Format the material below, from the line containing "[locate] metal drainpipe" up to and including its final line, as a Markdown table with two columns: "Index" for the row number and "Content" for the line itself. Leave out blank lines.

[START RECORDS TO USE]

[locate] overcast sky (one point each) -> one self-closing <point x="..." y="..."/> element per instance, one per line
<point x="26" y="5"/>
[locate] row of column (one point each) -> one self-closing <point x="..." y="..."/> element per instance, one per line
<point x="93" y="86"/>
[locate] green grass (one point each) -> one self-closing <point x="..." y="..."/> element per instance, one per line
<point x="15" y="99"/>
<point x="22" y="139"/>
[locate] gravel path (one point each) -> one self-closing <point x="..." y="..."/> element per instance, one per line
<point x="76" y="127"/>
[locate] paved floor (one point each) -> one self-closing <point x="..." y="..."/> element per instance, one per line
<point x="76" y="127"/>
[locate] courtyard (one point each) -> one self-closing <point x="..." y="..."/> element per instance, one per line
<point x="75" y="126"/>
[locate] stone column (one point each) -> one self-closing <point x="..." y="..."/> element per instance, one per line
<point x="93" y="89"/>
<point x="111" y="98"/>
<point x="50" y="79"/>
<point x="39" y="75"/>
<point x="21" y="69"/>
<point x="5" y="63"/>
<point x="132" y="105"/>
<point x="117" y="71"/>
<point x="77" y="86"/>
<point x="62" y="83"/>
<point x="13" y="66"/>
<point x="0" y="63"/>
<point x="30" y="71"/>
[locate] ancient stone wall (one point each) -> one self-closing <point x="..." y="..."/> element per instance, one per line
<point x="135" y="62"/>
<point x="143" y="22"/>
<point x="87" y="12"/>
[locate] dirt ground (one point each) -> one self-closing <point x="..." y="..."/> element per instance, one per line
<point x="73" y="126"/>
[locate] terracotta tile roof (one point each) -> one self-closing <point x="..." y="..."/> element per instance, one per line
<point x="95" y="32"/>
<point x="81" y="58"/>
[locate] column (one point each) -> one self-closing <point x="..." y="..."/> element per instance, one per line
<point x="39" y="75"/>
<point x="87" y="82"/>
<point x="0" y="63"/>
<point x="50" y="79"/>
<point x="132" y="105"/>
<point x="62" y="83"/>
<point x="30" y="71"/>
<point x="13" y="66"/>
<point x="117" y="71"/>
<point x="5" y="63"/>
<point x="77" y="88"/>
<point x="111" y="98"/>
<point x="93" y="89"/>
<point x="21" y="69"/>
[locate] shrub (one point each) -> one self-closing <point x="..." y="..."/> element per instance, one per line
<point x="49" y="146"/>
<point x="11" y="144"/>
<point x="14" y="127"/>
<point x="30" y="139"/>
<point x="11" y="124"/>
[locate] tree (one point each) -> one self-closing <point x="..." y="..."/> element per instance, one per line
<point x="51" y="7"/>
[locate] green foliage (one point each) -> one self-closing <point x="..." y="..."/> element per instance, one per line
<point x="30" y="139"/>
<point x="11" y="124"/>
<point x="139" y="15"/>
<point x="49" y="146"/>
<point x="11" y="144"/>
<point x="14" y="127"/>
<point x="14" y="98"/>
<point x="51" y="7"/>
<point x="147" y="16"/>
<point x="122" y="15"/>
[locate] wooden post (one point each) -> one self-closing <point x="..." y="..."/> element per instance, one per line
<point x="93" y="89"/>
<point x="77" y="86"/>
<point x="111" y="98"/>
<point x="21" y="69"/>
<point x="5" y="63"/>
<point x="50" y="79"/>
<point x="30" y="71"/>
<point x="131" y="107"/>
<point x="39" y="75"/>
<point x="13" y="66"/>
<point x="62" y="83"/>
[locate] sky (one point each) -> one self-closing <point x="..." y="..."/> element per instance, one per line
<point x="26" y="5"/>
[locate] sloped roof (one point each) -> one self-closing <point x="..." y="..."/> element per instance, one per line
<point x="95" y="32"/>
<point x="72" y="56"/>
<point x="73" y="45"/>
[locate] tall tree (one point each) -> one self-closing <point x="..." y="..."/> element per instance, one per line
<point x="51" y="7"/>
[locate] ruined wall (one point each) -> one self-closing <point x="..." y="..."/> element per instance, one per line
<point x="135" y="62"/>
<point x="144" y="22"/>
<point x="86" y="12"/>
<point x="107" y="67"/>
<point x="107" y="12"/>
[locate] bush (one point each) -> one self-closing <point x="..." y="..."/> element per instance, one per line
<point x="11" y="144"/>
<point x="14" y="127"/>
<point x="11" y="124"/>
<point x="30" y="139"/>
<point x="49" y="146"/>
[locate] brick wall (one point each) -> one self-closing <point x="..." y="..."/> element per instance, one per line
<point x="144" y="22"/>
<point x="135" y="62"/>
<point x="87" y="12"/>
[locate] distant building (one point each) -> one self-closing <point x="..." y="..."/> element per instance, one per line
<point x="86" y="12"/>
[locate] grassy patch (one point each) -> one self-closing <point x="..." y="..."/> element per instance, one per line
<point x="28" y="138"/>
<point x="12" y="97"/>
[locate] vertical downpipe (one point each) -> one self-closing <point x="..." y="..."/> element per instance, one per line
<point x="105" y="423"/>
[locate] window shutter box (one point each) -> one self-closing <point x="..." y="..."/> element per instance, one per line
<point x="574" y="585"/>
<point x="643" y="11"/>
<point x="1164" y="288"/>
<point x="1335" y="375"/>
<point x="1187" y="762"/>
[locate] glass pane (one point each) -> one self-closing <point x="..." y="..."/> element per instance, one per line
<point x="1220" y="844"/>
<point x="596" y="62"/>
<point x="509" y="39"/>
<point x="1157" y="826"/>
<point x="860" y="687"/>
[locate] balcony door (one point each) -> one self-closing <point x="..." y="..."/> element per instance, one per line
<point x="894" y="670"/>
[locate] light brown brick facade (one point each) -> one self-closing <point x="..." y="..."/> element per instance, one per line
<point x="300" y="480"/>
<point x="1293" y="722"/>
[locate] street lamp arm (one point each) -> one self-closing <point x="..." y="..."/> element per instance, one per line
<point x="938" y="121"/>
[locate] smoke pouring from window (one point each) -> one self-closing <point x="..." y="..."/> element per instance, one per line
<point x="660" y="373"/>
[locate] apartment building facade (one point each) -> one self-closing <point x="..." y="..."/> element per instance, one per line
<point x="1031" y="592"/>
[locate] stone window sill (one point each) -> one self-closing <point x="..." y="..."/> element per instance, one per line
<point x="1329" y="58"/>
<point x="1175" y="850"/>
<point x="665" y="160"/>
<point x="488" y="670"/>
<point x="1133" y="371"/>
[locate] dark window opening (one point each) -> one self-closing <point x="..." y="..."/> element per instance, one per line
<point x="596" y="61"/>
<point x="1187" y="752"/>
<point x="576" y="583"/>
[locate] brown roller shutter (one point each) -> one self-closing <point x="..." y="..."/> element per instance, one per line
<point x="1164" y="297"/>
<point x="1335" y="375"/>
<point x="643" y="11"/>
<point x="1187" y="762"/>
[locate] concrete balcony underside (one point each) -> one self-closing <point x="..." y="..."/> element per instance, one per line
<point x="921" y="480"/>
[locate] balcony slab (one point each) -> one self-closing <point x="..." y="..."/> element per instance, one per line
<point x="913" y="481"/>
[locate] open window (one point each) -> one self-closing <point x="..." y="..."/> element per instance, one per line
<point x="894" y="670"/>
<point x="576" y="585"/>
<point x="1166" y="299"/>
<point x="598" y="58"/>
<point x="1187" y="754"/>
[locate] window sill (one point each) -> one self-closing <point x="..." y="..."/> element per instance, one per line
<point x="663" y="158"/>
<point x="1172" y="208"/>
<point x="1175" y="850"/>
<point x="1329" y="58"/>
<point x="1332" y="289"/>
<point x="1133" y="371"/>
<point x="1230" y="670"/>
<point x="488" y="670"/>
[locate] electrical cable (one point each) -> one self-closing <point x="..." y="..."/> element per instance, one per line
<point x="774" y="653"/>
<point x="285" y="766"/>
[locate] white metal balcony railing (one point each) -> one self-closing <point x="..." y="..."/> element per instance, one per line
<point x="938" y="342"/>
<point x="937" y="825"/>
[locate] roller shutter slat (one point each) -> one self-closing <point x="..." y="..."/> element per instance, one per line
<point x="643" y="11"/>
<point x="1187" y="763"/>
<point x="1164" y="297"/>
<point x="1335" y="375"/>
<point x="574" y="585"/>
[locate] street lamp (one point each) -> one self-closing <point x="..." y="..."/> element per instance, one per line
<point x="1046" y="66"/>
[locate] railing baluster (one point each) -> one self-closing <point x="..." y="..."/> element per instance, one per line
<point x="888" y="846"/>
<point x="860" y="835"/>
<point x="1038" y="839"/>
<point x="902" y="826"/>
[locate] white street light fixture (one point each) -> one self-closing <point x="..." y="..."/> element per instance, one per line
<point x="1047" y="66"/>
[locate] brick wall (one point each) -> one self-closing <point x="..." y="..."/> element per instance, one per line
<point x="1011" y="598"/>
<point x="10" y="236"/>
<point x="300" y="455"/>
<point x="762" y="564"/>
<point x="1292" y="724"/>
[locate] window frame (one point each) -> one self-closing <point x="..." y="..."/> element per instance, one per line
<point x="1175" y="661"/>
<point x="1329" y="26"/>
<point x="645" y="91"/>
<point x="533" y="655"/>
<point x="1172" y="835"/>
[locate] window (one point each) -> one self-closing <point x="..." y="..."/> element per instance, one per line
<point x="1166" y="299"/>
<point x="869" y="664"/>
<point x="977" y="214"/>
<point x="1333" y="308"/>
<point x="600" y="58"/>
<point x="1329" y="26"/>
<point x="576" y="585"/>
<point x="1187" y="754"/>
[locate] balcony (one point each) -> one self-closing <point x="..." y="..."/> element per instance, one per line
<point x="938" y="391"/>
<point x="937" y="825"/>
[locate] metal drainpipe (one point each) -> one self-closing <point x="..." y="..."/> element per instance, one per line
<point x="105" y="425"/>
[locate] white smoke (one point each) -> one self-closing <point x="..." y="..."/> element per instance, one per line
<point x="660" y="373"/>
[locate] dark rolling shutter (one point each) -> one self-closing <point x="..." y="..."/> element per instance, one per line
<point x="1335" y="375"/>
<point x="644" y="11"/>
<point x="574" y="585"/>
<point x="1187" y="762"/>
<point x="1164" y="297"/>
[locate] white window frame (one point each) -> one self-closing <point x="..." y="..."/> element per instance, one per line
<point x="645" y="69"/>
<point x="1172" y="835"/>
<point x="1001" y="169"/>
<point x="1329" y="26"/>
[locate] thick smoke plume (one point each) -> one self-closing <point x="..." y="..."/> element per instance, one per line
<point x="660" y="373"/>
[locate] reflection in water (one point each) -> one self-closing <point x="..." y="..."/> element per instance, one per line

[END RECORDS TO USE]

■ RESPONSE TO THIS TASK ■
| Index | Content |
|---|---|
| 1 | [locate] metal drainpipe (one point each) -> one self-closing <point x="..." y="..."/> element per instance, one per line |
| 2 | <point x="105" y="425"/> |
| 3 | [locate] white smoke (one point each) -> one self-closing <point x="..." y="..."/> element per instance, one per line |
| 4 | <point x="660" y="373"/> |
| 5 | [locate] dark rolling shutter (one point each) -> one self-closing <point x="..." y="..."/> element per instance, one per line |
| 6 | <point x="1335" y="375"/> |
| 7 | <point x="644" y="11"/> |
| 8 | <point x="574" y="585"/> |
| 9 | <point x="1187" y="762"/> |
| 10 | <point x="1164" y="297"/> |
| 11 | [locate] white window frame (one point each) -> one self-closing <point x="..." y="..."/> element per instance, one per line |
| 12 | <point x="645" y="69"/> |
| 13 | <point x="1172" y="835"/> |
| 14 | <point x="1001" y="169"/> |
| 15 | <point x="1329" y="26"/> |
| 16 | [locate] thick smoke plume (one point each) -> one self-closing <point x="..." y="..."/> element per instance, one per line |
| 17 | <point x="660" y="373"/> |
| 18 | [locate] reflection in water (one point each) -> one self-closing <point x="..." y="..."/> element per instance, one per line |